WHAT THE EXERCISE ASKS:
Copy the records word for word, starting at the line that contains "Target: white smoke plume" and continuing through the last line of the records. Leave the pictures out of your copy.
— start of STORED DATA —
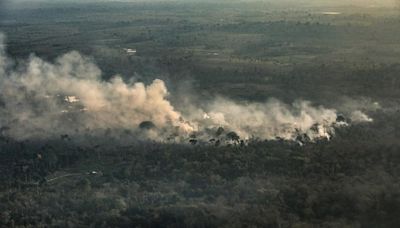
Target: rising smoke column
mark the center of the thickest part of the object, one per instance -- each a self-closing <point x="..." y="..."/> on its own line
<point x="35" y="99"/>
<point x="39" y="99"/>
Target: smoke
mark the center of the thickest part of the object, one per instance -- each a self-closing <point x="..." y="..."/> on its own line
<point x="39" y="99"/>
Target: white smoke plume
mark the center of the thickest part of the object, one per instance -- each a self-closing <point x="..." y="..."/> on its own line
<point x="42" y="99"/>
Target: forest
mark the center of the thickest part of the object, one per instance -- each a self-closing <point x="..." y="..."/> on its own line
<point x="265" y="66"/>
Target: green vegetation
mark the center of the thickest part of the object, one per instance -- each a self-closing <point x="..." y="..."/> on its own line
<point x="247" y="51"/>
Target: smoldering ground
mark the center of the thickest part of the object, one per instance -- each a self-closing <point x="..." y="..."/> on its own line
<point x="39" y="99"/>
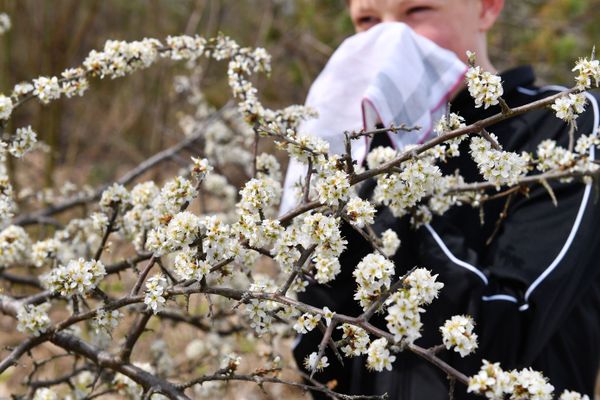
— end of STORED DATA —
OUTPUT BELOW:
Target: white smoke plume
mark the center of the thickest part of the object, one per instance -- each a self-closing <point x="..." y="..."/> on its own line
<point x="42" y="99"/>
Target: forest
mark the center of the thickest part of the object, one per instance -- each a self-closing <point x="..." y="..."/> on its own line
<point x="265" y="66"/>
Target: green vegetation
mark the center of the thickest part of the object, one per instance -- each a self-closing <point x="..." y="..."/> on its own line
<point x="247" y="51"/>
Target: smoldering ground
mark the center of the thickest part of the object, one per instance -- each a self-closing <point x="..." y="..."/> on its own line
<point x="39" y="99"/>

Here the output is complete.